> [Instructions to follow] Pull out every line in the records that contains the string "brick", matching case exactly.

◆ ◆ ◆

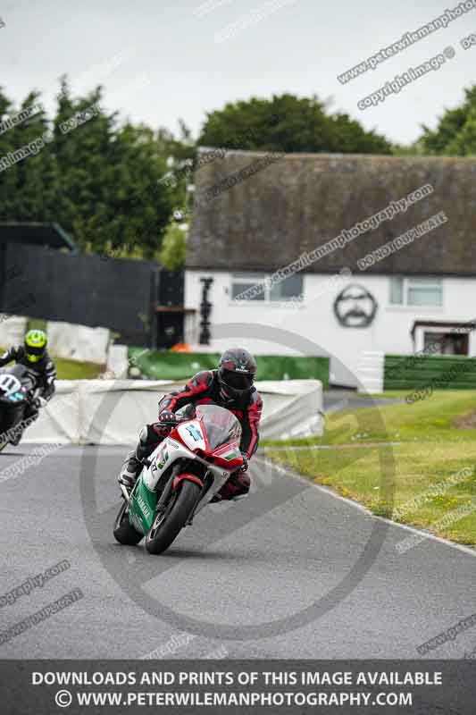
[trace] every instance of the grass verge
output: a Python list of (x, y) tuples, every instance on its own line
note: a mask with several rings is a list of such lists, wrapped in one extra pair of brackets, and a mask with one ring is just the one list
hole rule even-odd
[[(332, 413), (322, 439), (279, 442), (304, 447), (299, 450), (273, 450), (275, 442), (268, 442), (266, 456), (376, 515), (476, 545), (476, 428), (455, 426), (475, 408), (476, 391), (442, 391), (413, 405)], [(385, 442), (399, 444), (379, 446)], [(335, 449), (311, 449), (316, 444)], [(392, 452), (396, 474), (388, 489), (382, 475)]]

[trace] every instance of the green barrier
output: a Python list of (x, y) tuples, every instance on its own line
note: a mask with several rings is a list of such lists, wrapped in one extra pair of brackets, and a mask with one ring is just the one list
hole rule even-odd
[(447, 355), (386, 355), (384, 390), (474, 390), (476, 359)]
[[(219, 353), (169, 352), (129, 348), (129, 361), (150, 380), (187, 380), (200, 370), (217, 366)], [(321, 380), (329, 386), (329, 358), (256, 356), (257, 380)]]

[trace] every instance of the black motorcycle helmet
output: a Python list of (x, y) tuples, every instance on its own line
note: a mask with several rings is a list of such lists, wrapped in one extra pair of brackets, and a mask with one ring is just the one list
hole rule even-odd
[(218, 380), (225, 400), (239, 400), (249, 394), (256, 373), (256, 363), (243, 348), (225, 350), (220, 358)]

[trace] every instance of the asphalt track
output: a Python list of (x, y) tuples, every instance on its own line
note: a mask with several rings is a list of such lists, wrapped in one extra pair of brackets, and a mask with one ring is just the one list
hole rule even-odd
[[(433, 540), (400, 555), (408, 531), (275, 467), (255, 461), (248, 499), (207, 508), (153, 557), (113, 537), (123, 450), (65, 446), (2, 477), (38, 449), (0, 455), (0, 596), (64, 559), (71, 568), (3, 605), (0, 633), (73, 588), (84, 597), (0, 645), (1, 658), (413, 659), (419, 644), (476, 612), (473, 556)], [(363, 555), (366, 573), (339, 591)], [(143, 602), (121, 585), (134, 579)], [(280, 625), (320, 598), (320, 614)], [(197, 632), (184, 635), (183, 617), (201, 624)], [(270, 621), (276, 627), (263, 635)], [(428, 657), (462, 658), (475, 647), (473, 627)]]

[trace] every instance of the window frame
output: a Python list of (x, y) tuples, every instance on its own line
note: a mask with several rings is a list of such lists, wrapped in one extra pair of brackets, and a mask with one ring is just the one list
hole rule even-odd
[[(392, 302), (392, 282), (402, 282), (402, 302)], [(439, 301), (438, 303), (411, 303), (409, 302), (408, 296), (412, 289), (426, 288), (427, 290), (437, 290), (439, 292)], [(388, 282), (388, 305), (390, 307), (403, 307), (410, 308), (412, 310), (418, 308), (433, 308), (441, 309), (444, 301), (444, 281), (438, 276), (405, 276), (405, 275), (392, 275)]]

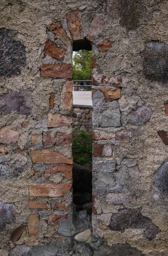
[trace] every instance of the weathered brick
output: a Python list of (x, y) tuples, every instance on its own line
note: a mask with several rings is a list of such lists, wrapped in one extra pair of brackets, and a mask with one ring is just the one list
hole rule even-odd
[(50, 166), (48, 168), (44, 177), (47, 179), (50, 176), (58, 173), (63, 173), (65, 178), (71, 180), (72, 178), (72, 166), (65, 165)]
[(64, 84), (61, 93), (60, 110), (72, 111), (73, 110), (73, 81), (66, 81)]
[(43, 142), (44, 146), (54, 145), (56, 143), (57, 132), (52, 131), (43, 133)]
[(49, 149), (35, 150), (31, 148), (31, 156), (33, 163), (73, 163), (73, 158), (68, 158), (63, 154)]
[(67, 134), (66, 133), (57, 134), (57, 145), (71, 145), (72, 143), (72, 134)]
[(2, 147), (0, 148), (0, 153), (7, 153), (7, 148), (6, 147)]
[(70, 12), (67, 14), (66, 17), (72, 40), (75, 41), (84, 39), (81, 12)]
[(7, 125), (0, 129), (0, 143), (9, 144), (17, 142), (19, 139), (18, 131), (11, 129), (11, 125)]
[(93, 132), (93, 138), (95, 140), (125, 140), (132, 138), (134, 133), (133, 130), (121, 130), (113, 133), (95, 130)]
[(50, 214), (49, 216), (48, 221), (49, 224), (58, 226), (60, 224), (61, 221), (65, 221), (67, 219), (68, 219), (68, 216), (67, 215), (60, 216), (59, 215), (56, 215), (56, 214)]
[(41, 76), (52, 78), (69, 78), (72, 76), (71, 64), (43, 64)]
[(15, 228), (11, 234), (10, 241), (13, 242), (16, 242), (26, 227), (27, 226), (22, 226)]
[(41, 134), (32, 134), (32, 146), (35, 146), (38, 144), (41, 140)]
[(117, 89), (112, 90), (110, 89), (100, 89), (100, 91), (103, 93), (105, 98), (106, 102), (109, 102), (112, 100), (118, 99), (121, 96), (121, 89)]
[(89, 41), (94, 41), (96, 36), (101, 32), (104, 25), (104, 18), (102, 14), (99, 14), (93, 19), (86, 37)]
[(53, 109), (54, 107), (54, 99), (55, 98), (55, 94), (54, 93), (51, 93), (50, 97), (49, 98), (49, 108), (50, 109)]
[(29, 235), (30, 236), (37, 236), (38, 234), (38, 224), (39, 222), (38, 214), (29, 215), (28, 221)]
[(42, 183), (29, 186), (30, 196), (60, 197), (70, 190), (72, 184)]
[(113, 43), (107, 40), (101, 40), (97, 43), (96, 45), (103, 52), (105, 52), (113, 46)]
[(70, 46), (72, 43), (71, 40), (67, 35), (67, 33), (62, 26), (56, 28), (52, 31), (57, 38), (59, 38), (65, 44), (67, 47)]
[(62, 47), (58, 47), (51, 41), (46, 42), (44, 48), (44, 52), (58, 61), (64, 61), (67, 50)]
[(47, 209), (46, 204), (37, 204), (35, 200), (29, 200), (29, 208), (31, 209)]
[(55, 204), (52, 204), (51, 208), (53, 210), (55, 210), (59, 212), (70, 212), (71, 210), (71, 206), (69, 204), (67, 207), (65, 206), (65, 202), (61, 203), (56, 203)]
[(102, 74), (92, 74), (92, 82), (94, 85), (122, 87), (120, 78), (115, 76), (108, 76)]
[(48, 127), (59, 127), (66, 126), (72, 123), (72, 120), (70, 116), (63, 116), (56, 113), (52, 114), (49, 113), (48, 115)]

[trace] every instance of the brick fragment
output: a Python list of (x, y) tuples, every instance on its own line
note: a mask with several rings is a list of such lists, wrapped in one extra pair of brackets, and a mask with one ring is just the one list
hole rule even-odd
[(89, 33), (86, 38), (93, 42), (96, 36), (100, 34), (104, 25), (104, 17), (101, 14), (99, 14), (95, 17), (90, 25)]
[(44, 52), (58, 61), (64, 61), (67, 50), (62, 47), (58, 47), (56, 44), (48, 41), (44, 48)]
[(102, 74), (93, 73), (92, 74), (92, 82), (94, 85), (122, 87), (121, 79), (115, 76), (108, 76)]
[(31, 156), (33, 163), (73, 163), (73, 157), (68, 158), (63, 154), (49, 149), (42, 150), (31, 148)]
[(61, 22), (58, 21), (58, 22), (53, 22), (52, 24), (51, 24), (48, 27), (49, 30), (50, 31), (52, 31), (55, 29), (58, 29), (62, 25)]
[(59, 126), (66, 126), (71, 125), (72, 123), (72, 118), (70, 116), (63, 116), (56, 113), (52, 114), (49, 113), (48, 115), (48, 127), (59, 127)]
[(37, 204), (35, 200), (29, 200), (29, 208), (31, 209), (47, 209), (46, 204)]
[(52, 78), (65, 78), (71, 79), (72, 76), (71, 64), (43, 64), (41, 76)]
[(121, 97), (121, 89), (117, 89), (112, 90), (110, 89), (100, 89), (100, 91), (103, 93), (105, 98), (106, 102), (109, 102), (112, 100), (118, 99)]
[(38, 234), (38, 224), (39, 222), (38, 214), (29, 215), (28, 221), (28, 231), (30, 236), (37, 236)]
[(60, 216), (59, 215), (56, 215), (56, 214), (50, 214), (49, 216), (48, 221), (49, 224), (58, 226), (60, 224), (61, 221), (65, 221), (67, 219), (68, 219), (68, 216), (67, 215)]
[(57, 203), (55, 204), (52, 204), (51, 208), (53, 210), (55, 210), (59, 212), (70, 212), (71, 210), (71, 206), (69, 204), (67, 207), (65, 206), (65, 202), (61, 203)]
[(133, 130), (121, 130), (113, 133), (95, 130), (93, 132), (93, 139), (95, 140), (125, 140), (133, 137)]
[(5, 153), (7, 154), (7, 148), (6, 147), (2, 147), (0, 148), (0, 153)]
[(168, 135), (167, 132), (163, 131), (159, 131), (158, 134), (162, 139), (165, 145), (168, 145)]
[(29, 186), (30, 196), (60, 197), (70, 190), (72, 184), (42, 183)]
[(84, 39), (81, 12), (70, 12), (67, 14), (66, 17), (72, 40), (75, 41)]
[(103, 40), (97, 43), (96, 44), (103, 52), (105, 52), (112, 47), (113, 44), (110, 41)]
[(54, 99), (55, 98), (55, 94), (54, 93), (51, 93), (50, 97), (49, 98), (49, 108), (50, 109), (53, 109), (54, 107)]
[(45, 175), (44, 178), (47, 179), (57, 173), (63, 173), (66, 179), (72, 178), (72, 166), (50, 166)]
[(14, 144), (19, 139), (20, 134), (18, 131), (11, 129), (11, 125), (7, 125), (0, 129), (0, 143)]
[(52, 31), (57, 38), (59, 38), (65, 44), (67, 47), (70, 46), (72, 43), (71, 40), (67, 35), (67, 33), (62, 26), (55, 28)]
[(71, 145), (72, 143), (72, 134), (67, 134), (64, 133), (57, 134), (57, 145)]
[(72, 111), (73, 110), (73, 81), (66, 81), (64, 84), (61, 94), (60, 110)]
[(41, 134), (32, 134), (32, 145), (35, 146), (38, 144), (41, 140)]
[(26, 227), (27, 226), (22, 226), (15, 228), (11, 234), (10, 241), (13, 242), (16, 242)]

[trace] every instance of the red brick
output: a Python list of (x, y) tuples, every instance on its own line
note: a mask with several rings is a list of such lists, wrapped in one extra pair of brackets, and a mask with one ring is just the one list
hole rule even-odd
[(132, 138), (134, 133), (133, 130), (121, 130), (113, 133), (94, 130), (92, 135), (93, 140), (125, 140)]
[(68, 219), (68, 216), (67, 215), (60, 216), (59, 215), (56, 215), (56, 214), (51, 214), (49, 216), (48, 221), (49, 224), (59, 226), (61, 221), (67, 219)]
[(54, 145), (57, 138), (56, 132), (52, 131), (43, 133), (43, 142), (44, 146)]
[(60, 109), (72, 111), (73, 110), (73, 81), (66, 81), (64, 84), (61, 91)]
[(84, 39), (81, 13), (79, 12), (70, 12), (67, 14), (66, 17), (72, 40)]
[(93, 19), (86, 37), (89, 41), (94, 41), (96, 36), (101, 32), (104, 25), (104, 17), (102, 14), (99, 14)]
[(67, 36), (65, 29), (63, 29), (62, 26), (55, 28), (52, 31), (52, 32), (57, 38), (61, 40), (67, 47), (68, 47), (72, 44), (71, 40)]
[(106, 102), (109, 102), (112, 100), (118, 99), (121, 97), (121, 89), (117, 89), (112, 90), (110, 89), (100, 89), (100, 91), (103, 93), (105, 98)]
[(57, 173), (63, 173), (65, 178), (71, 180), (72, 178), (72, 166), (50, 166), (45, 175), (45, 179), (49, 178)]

◆ ◆ ◆

> [The answer]
[trace] every instance of the weathered brick
[trace] every instance of the brick fragment
[trace] every instance of the red brick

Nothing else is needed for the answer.